## Given task 1
In the fuel cell text, which fuel cell did the writer use?

--*--

I pulled the gas tank and looked at the metal plate, but it's pretty crowded down there, with no flat area that I could easily drill into. So I went into the tank itself at the back. As long as you make sure there are no interference problems with the fitting or hose and also use the correct plastic sealing washers, it'll be fine. Oh, and do drill the gas tank hole with a proper step bit. That's the easiest way to ensure a clean hole that will seal well. To drill the hole, mark it carefully then drill a pilot hole from the outside before switching to the step bit. Obviously the tank should be empty, and you can remove the metal plate to get your hand up in there with a cup behind the hole. That will catch most of the plastic shavings before they get sent all over the inside of your fuel tank. Then you can get a socket in there to tighten the fitting up properly.

Other than that, you have to decide what type/size of fuel call and where to mount it. I used a Jaz 5-gallon fuel cell from Summit Racing. That was the best combination of size, shape, and price. I mounted it in place of the passenger seat using some custom brackets that kept it low enough that my 49L case would still open. I made the straps to go around the fuel cell as well, although I'd recommend just buying the pre-made ones that Summit offers.

Do get the foam inserts which minimize fuel sloshing while leaned over in a corner. Also, you can use the same quick disconnects that BMW uses for the main fuel line, but get them in chrome-plated brass instead of plastic. And while you're at it, replace the crappy plastic connectors that BMW puts on the fuel tank with the metal ones as well.

--*--

## Given task 2
Please print the lines of the records exactly, starting at the line that contains "point: white wall" and ending at the line that contains "column 327, row 36", with both of those lines included.

## Records drawn from a data source

--*--

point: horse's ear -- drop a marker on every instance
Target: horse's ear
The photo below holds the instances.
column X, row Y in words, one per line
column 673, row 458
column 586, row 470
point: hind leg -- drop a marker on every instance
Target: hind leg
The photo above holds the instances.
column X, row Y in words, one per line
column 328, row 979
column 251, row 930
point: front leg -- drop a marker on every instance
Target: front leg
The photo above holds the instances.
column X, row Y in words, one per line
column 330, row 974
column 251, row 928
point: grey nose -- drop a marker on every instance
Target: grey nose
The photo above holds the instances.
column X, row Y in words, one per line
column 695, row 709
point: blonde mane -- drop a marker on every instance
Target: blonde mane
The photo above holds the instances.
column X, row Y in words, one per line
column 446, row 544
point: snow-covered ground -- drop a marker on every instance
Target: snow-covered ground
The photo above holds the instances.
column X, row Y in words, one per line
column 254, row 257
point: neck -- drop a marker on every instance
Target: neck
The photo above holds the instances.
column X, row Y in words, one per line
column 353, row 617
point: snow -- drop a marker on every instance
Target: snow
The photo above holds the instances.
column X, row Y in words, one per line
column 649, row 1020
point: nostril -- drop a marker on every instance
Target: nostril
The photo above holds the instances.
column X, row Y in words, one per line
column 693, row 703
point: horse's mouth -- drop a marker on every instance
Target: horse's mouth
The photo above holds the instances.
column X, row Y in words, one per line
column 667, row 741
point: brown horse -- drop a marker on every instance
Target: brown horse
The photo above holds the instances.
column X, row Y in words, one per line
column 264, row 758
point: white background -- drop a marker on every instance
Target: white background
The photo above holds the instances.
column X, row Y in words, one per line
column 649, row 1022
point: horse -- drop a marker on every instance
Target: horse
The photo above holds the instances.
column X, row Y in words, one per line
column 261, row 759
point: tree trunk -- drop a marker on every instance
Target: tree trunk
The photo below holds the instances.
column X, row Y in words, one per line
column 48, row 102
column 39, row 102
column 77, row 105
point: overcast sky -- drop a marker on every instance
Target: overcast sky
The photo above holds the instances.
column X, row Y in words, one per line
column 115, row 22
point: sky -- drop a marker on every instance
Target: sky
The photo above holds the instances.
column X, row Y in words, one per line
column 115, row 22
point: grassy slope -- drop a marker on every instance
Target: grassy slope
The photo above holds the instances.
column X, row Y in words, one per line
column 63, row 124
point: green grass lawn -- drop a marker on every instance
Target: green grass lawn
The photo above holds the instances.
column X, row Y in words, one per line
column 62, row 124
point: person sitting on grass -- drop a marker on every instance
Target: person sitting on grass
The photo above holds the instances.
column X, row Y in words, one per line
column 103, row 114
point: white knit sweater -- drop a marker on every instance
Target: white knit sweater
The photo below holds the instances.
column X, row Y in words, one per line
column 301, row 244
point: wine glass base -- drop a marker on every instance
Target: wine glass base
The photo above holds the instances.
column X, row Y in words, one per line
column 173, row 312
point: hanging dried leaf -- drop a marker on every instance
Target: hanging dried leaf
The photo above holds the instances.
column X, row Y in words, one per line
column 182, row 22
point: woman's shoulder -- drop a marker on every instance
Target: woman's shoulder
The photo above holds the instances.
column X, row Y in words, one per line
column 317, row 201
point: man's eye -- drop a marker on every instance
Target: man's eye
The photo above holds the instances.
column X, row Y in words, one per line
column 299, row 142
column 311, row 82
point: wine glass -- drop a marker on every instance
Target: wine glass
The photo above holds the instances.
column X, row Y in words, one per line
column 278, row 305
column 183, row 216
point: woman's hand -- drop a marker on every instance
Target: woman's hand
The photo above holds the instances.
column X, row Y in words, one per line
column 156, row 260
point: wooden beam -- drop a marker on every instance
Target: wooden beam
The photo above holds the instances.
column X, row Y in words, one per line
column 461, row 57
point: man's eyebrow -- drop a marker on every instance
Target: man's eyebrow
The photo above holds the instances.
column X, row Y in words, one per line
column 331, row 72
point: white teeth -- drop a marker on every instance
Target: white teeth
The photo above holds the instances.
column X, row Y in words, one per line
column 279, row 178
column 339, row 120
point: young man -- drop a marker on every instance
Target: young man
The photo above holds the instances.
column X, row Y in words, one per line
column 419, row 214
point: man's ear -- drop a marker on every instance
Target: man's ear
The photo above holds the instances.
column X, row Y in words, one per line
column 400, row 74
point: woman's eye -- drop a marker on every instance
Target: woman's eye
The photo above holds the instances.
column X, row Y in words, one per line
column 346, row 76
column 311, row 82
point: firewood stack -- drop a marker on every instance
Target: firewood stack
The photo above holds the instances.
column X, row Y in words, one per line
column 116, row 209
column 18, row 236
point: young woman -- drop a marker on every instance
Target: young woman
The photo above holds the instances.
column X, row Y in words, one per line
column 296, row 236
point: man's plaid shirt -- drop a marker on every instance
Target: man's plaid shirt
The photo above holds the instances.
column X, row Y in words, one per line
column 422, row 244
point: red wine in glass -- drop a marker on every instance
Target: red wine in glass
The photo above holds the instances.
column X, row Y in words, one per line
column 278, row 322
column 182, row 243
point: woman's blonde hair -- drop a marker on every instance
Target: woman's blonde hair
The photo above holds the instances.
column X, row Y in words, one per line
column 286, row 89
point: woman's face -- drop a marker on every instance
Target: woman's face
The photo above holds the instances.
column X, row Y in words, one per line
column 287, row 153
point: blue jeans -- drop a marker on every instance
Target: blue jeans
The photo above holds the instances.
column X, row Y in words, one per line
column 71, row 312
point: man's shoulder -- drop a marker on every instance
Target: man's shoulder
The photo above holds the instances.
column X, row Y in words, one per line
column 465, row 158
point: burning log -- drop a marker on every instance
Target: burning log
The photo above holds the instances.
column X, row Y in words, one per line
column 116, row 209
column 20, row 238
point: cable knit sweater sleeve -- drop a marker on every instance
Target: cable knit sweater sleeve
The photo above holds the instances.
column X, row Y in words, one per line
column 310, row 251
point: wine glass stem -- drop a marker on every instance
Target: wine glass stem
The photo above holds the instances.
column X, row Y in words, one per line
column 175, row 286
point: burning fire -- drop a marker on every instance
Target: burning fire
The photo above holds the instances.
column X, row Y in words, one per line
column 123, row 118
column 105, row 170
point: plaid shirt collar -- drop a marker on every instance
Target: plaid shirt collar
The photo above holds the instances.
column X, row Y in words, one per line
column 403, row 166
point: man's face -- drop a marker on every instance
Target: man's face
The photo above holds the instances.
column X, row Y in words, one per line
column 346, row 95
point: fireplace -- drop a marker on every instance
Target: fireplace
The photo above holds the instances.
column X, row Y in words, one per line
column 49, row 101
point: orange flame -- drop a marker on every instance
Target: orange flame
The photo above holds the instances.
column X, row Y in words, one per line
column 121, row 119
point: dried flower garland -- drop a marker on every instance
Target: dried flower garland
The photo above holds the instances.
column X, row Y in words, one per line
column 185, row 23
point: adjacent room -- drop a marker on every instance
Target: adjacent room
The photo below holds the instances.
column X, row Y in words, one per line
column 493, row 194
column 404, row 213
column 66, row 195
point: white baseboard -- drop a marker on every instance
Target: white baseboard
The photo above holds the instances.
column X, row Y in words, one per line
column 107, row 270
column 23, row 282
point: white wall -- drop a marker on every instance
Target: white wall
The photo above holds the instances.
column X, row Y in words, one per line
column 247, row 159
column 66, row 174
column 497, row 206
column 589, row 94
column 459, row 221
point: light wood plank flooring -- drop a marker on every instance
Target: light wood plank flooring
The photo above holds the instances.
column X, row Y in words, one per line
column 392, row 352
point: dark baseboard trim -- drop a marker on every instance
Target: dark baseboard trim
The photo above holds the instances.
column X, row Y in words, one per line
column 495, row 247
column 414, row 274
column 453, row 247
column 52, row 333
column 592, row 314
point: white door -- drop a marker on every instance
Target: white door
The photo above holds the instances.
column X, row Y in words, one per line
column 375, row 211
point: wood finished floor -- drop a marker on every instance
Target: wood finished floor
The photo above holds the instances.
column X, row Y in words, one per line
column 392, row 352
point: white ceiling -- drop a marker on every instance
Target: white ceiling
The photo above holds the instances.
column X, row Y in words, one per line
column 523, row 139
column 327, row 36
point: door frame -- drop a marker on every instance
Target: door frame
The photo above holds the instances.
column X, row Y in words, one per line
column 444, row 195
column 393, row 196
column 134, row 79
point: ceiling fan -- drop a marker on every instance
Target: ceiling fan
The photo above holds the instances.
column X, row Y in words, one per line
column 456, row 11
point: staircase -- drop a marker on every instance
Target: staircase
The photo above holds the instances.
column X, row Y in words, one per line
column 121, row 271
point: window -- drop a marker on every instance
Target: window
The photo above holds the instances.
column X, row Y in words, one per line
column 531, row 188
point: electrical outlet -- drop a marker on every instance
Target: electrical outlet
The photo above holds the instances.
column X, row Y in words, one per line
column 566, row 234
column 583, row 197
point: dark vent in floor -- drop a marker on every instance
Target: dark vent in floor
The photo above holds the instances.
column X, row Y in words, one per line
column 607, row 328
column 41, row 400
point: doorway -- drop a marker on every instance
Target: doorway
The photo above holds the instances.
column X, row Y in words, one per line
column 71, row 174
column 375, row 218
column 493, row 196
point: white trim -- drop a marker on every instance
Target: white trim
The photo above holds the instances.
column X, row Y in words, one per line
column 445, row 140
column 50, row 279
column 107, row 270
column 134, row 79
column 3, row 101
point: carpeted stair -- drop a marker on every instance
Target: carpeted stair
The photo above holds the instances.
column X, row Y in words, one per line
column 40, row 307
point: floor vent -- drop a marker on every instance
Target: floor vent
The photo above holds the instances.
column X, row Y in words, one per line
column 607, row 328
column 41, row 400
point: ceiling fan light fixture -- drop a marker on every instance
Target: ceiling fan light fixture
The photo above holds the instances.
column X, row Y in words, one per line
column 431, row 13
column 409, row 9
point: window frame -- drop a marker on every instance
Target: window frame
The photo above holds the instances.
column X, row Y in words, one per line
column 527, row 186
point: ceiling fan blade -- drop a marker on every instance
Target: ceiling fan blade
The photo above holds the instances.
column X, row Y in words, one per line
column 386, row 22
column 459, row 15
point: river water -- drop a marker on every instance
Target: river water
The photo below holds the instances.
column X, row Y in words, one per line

--*--

## Written response 1
A Jaz 5-gallon fuel cell from Summit Racing.

## Written response 2
point: white wall -- drop a marker on every instance
Target: white wall
The photo above holds the instances.
column X, row Y in words, one per line
column 247, row 159
column 66, row 174
column 497, row 206
column 589, row 94
column 459, row 221
point: light wood plank flooring -- drop a marker on every instance
Target: light wood plank flooring
The photo above holds the instances.
column X, row Y in words, one per line
column 392, row 352
point: dark baseboard trim -- drop a marker on every instance
Target: dark baseboard trim
The photo above holds the instances.
column X, row Y in words, one per line
column 495, row 247
column 414, row 274
column 453, row 247
column 52, row 333
column 592, row 314
point: white door -- drop a marker on every instance
Target: white door
The photo above holds the instances.
column X, row Y in words, one per line
column 375, row 211
point: wood finished floor -- drop a marker on every instance
Target: wood finished floor
The photo above holds the instances.
column X, row Y in words, one per line
column 392, row 352
point: white ceiling -- drop a marker on every instance
Target: white ceiling
The photo above holds the instances.
column X, row Y in words, one per line
column 523, row 139
column 327, row 36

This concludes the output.